### Texte fourni
------------------------------

Changer de culture
17 avril 2024

Et si la culture des Peuples Premiers pouvait nous reconnecter à nos racines …

Marine Simon Facilitatrice en Intelligence Collective et Gouvernance participative

Marine Simon

* Illustration Jérémy Van Houtte in Tout tourne rond sur cette Terre, nous sommes les seuls à l’ignorer, éd. Yves Michel, 2021

Changer "de" monde

Changer « le » monde peut nous paraître inatteignable. Mais changer « de » monde est à notre portée à toutes et tous !

Dans cette rubrique, je vous propose des changements de regard et des pratiques concrètes simples et pourtant hautement transformatrices de notre culture et proposant de retisser nos liens avec nous-mêmes, les autres humain.e.s et les autres qu’humains.

 

Une expérience de l'unité

Récemment, les peuples autochtones ont été (enfin !) reconnus comme acteurs majeurs de la protection des espèces et des écosystèmes. Et pour cause, ils occupent les 25% de la surface de la Terre où se concentre 80% de la biodiversité, parce que, depuis des millénaires, ils ont su en prendre soin !

------------------------------

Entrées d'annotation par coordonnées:
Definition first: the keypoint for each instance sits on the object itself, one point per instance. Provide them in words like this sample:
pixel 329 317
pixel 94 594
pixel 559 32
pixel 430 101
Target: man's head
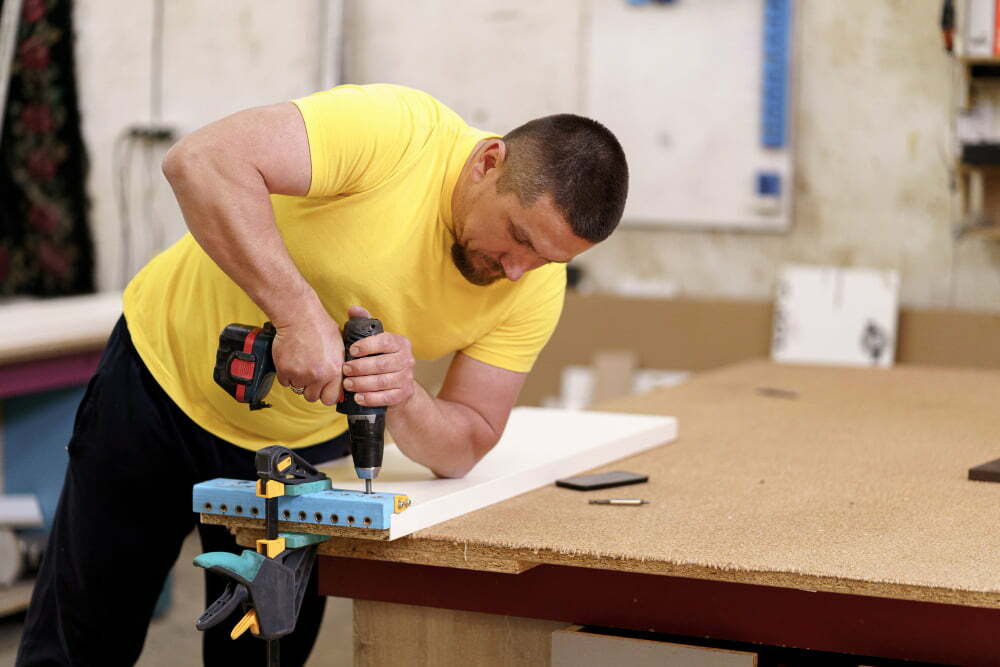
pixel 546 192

------------------------------

### Consignes
(a) Relevez, dans leur ordre d'apparition, tous les nombres écrits en chiffres dans l'article.
(b) Recopiez fidèlement un passage de l'article en commençant aux mots « Une expérience de » et en vous arrêtant après « prendre soin ! ».
Les items forment un matériau distinct de l'article.

### Réponses par consigne
(a) 17, 2024, 2021, 25%, 80%

(b)
Une expérience de l'unité

Récemment, les peuples autochtones ont été (enfin !) reconnus comme acteurs majeurs de la protection des espèces et des écosystèmes. Et pour cause, ils occupent les 25% de la surface de la Terre où se concentre 80% de la biodiversité, parce que, depuis des millénaires, ils ont su en prendre soin !